#### WHAT NEEDS TO BE DONE:
Retype the full set of records. Keep every character identical.

[SUPPLIED DATA]

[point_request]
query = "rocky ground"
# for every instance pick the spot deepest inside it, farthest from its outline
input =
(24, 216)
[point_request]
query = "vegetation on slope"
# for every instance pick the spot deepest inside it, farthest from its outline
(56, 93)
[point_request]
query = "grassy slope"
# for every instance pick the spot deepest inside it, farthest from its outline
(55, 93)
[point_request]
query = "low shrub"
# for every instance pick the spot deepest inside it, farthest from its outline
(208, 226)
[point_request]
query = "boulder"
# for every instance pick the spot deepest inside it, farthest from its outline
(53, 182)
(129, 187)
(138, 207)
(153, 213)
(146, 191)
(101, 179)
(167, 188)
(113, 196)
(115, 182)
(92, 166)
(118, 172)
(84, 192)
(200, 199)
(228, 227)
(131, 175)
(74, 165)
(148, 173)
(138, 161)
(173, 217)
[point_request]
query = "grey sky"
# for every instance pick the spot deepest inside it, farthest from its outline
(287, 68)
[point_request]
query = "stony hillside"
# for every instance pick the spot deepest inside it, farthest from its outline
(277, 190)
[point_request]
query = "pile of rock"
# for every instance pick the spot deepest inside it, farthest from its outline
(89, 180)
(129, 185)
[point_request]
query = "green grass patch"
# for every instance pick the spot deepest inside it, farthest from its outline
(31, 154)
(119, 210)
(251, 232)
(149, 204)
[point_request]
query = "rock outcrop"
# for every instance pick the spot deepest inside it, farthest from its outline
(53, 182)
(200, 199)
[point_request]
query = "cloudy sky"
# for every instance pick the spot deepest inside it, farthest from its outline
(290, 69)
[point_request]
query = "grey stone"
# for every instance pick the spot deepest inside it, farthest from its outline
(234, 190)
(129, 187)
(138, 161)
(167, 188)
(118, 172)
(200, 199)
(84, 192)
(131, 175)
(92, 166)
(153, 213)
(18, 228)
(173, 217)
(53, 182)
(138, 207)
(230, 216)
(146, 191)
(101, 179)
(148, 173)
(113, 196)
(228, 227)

[/SUPPLIED DATA]

#### WRITTEN SOLUTION:
[point_request]
query = "rocky ground"
# for every instance pick the spot deepest inside it, farthest from its outline
input =
(24, 216)
[point_request]
query = "vegetation on slope"
# for every instance pick the spot deepest inside it, farthest from its outline
(56, 93)
[point_request]
query = "grassy slope"
# for every instance pick the spot deepest inside it, farthest from its outline
(55, 93)
[point_request]
query = "low shrub"
# for every instance pick the spot deepest inside it, farthest from its outline
(208, 226)
[point_request]
query = "boulder"
# for every instance pick the spot deepest inside it, farthest from its outline
(53, 182)
(129, 187)
(138, 207)
(153, 213)
(146, 191)
(101, 179)
(167, 188)
(113, 196)
(115, 182)
(92, 166)
(118, 172)
(84, 192)
(200, 199)
(228, 227)
(131, 175)
(74, 165)
(148, 173)
(138, 161)
(173, 217)
[point_request]
query = "grey sky"
# for every instance pick the spot deepest inside it, farthest from its outline
(287, 68)
[point_request]
query = "stony hillside"
# for every instance pick the spot deepest inside it, farthest from its outline
(277, 190)
[point_request]
query = "pile of rock"
# for every instance pick the spot deepest inside it, farthest from its outline
(89, 180)
(129, 185)
[point_request]
query = "green grass patch"
# for every instance pick the spot deepest inside it, farthest from its outline
(31, 154)
(119, 210)
(251, 232)
(149, 204)
[point_request]
query = "rock outcrop"
# for every instance pick the spot deepest inside it, farthest from its outline
(53, 182)
(200, 199)
[point_request]
query = "cloudy sky"
# for every instance pick the spot deepest inside it, farthest from its outline
(290, 69)
[point_request]
query = "grey stone"
# for every instance pick the spot deepest inside it, farthest from its outline
(234, 190)
(129, 187)
(138, 161)
(167, 188)
(118, 172)
(200, 199)
(84, 192)
(131, 175)
(92, 166)
(153, 213)
(18, 228)
(173, 217)
(53, 182)
(138, 207)
(230, 216)
(146, 191)
(101, 179)
(148, 173)
(113, 196)
(228, 227)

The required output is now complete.